▶ _Data supplied_

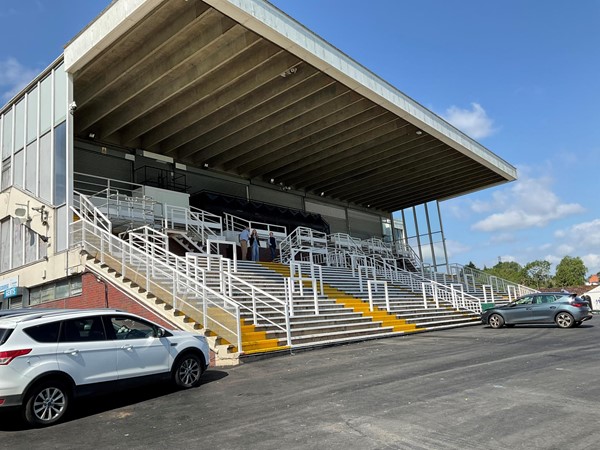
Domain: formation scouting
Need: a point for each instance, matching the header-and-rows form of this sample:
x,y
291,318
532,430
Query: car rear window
x,y
4,334
47,332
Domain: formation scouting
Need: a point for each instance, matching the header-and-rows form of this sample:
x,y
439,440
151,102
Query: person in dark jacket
x,y
254,245
272,245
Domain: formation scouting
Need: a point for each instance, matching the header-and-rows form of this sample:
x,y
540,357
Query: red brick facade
x,y
93,296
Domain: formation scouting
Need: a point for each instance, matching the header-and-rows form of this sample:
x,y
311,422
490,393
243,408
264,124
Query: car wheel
x,y
496,321
564,320
47,403
187,371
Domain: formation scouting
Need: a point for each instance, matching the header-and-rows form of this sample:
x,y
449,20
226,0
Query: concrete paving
x,y
529,387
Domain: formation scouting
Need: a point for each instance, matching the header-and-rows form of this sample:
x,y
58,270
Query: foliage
x,y
570,272
509,270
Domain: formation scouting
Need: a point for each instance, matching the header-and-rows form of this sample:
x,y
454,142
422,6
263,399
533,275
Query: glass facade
x,y
425,234
34,159
33,132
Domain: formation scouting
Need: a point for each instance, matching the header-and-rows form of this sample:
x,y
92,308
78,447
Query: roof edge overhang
x,y
271,23
268,21
115,21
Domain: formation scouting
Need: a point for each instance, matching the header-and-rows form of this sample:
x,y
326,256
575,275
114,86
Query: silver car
x,y
542,307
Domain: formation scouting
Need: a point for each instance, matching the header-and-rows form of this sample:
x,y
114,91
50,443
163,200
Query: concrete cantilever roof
x,y
242,87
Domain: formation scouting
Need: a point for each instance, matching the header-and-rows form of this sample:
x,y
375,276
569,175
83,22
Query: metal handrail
x,y
202,225
418,283
151,243
217,312
231,286
238,224
464,274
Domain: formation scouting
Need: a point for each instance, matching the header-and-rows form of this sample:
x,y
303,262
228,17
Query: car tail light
x,y
8,356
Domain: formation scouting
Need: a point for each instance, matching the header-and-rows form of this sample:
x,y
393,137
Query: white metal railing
x,y
229,283
372,285
213,247
238,224
404,253
201,225
87,211
298,269
236,287
302,239
343,241
418,283
474,277
215,311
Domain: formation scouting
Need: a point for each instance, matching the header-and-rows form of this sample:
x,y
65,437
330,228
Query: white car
x,y
48,358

▶ _What is required_
Quote the listing above in full, except for the pictures.

▶ _Reply_
Domain: formation scouting
Need: a point for each instance, matching the header-and-rows form of this sample:
x,y
291,318
532,430
Query: car rear window
x,y
4,334
47,332
Domain: formation scouting
Need: a point for each instance, matching the header-and-rows form of this sample:
x,y
439,440
151,102
Query: person in dark jacket
x,y
254,245
272,245
Domain: formation scouting
Need: a point for each instance, matching the header-and-rows form of this sample:
x,y
540,357
Query: red brick facade
x,y
93,296
Domain: formation scouting
Need: a point for each instance, matching the header-and-rows form of this sample:
x,y
311,422
490,393
243,408
264,124
Query: car wheel
x,y
496,321
564,320
47,403
187,371
Domain: formation scouting
Need: a point for each instance, matching the header-and-rows form of this sample:
x,y
449,20
226,0
Query: concrete paving
x,y
529,387
Domain: formation scouting
Need: a point for each instance, matching the header-and-rows form of this sample:
x,y
58,270
Query: foliage
x,y
570,272
509,270
Domain: formation scouting
Need: a point for each instance, matching the header-and-rows form of this sample:
x,y
454,142
422,6
263,399
533,275
Query: glass facade
x,y
425,234
34,159
33,132
Domain: formation scouting
Need: a point for each instance, matching the header-and-rows form of this sample:
x,y
92,308
78,447
Query: roof edge overhang
x,y
271,23
268,21
115,21
Domain: formation scouting
Need: a point for each instance, matching the header-and-rows form of this sample:
x,y
326,256
575,275
114,86
Query: silver car
x,y
542,307
Domain: formation scouting
Need: a point for each instance, matching the header-and-rows form of this sample:
x,y
114,91
50,443
163,200
Query: concrete cantilever roof
x,y
242,87
Domain: formation scouting
Need: a point for each instance, matching the header-and-rows form of this sample:
x,y
375,276
569,175
83,22
Query: metal handrail
x,y
202,225
418,283
151,243
217,312
231,286
238,224
464,274
Domain: formation scouting
Need: a point for each instance, matching the header-and-rows form of this sample:
x,y
303,262
228,17
Query: car tail light
x,y
8,356
Domain: formation scouting
Need: a point for each instance, matching the header-and-rows form of this sample:
x,y
393,137
Query: white metal railing
x,y
229,283
372,285
213,247
238,224
404,253
201,225
87,211
298,269
236,287
302,239
343,241
418,283
474,277
215,311
Domain: formation scouting
Need: a point for each instance, matching the header-and-rows form of this sample:
x,y
65,437
330,228
Query: white car
x,y
48,358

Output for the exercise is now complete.